• _Selected excerpt_
覆盖抽象接口属性

Question

Say I have a class like...

public abstract class Base
{
    public abstract IAttributes Attributes{ get; set; }
}

public interface IAttributes
{
    string GlobalId { get; set; }
}

And a class like this...

public class ImplementAttributes : IAttributes
{
    public string GlobalId { get; set; } = "";
    public string LocalId { get; set; } = "";
    // Other Properties and Methods....
}

And then I implement it like...

public class Derived: Base
{
    public new ImplementAttributes Attributes { get; set; } 
}

Now, I realise the above will not work because I can't override the property Attributes and if I hide it with new then the following bellow is null because the Base property does not get written.

public void DoSomethingWithAttributes(Base base)

• _Directive 1_
Can you lay out, as a numbered list with blank lines left out, the stretch of the records from the line containing "Task: Indicate the white" through the end of the records?

• _Exercise input_
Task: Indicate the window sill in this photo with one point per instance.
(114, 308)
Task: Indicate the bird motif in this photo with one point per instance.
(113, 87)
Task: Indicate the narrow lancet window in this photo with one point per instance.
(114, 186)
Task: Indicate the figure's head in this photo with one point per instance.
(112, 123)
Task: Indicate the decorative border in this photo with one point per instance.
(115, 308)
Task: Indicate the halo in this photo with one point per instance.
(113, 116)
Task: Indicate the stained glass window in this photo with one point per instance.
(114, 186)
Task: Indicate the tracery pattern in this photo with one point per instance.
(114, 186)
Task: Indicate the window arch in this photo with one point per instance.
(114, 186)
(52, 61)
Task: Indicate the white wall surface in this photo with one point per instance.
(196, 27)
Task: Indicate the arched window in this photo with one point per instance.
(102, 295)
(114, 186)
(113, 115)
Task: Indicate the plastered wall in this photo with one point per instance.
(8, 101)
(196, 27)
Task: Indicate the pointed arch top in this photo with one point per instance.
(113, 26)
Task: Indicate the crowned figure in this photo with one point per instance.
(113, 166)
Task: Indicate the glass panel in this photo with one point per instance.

• _Directive 2_
How would you render this sentence from the forum thread in Spanish: "Now, I realise the above will not work because I can't override the property Attributes and if I hide it with new then the following bellow is null because the Base property does not get written."?

• _Result 1_
1. Task: Indicate the white wall surface in this photo with one point per instance.
2. (196, 27)
3. Task: Indicate the arched window in this photo with one point per instance.
4. (102, 295)
5. (114, 186)
6. (113, 115)
7. Task: Indicate the plastered wall in this photo with one point per instance.
8. (8, 101)
9. (196, 27)
10. Task: Indicate the pointed arch top in this photo with one point per instance.
11. (113, 26)
12. Task: Indicate the crowned figure in this photo with one point per instance.
13. (113, 166)
14. Task: Indicate the glass panel in this photo with one point per instance.

• _Result 2_
Ahora me doy cuenta de que lo anterior no funcionará porque no puedo sobrescribir la propiedad Attributes, y si la oculto con new, entonces lo siguiente de abajo es nulo porque la propiedad de Base no se escribe.